■ Goal 1
Answer these questions from the profile of Pierre Poujade:
(a) What does Poujade wear in place of ties?
(b) According to Poujade, what would happen if he burst a paper bag in the Assembly?
(c) Which three leaders does the profile say Poujade does not resemble?
■ Goal 2
Extend the profile of Pierre Poujade with a new paragraph that picks up after its last sentence, in the same style.

The Ordinary Frenchman. Pierre Poujade looks like a peasant and makes the most of it. He avoids ties in favor of turtleneck sweaters or open-throat shirts. His shoes are often unshined, his pants unpressed, his nails dirty, his light beard unshaven. He prefers his country red wine to champagne, the kitchen to the living room, and he drinks his soup from his plate. He boasts that he has no book learning. "Why should I study books? I know more already than the people who wrote them." He tells crowds: "I'm just le petit Poujade, an ordinary Frenchman like you."
On the platform he mocks politicians with a peasant's shrewdness, mocks Paris with a provincial's scorn, mocks himself with rough humor. "We have been too long on all fours." he shouts. "That way we were perfectly placed to get kicked." He brags. Puffing up a paper bag, he bursts it with a bang, and explains: "If I did that in the Assembly, six or seven Deputies would be trampled to death in the stampede for safety." Once, returning from Paris lugging two huge suitcases, he quipped: "It's nothing muchjust a couple of Cabinet ministers cut up in little pieces."
The Nondescript. If Pierre Poujade belongs in the category of demagogues or dictators, he is a strange specimen. He exudes none of the magniloquence of a Mussolini, the cold power of a Stalin, the megalomania of a Hitler. Instead, there is an engaging air of café table simplicity about him. Even his features are nondescript and the despair of caricaturists. "Look me in the eyes, and you will see yourself," he cries to his listeners.

■ Supplied information

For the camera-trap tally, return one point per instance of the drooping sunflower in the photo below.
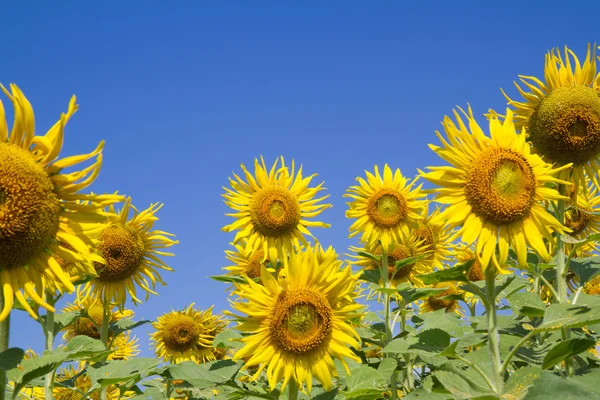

■ Task output 1
(a) Turtleneck sweaters or open-throat shirts.
(b) Six or seven Deputies would be trampled to death in the stampede for safety.
(c) Mussolini, Stalin, and Hitler.

■ Task output 2
It is true, and it is a big truth. But Poujade speaks for a France which is not the tourist France, the country of the arts and graces and gaiety, the France that was once the world's greatest power. Poujade's France is the France of the baked-dirt squares where men play boules on summer evenings, the France of old ladies in black sitting in overstuffed rooms shuttered against the summer sun, of peasants in faded blue work clothes, of the little stores tended by the middleaged women shuffling out of the backrooms. It is a France which distrusts Paris and its frivolities and its politicians and its intellectuals and its big modern businesses.
It is the bourgeois' France, which won its birthright in the Revolution and has been hanging on to it grimly ever since. It is the France which widened the streets of Paris to discourage new revolutions, set up guilds to prevent overproduction, equated smallness with self-sufficiency, and self-sufficiency with independence. Generations of French children were brought up on the adage: my glass is small, but it is my own.